Exercise materials –
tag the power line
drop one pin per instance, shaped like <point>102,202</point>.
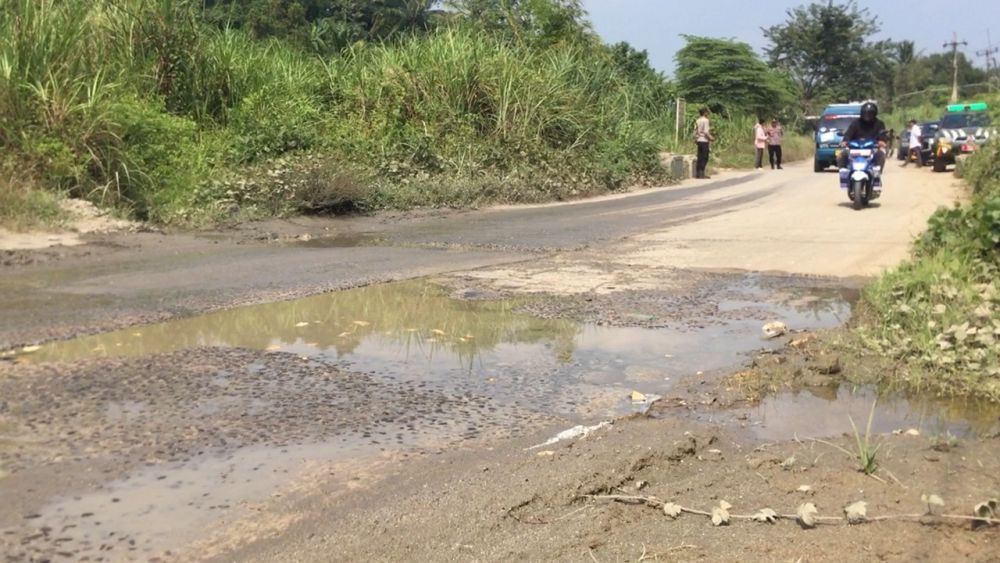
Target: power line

--

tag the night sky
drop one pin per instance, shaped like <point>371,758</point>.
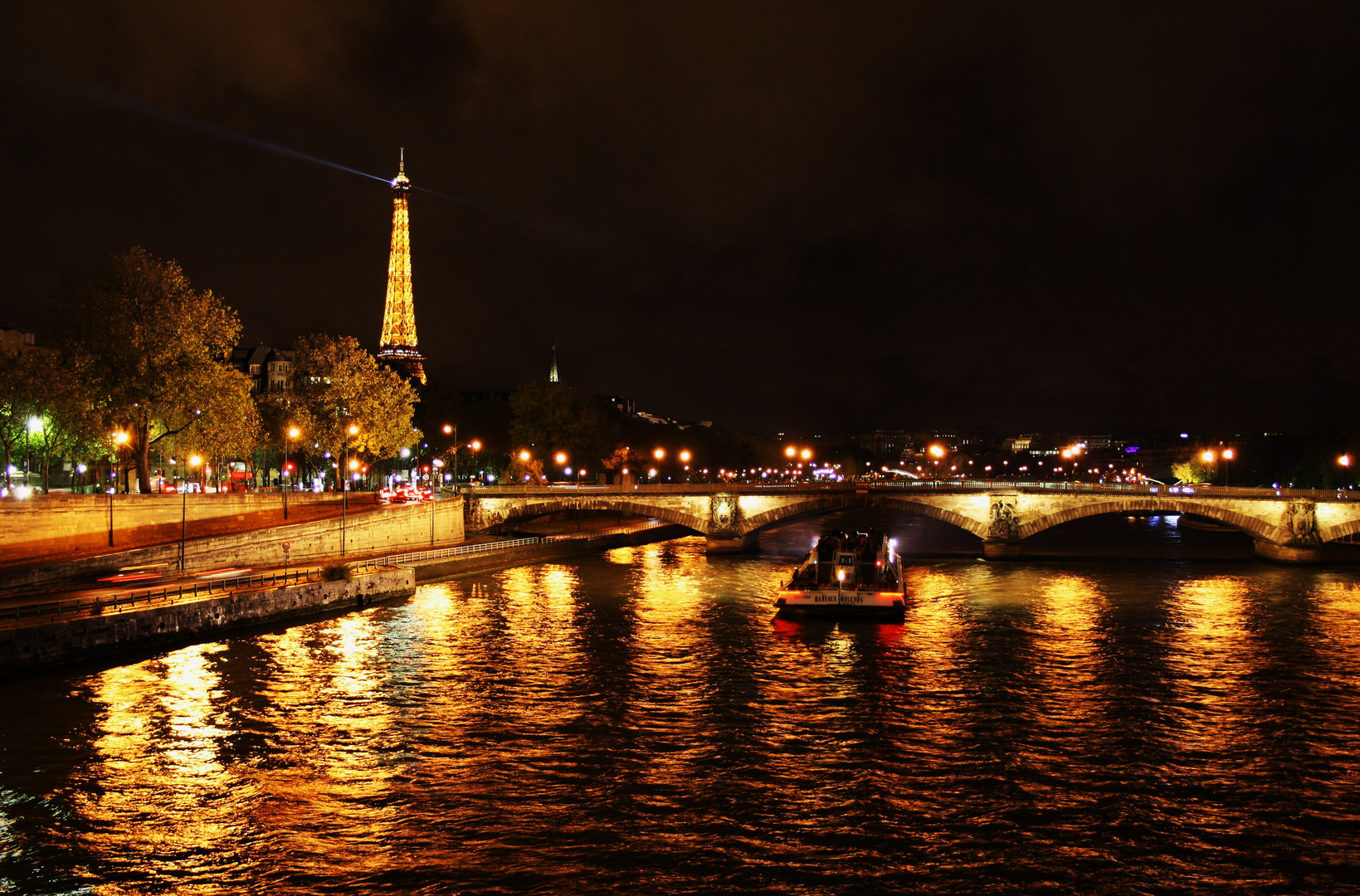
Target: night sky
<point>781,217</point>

Work to be completed – Reproduce the listing lines from the one containing "tag the power line" through the one containing "Target: power line", inclusive, leaving out the pictures.

Problem solution –
tag the power line
drop one pin per instance, shaped like <point>102,202</point>.
Target: power line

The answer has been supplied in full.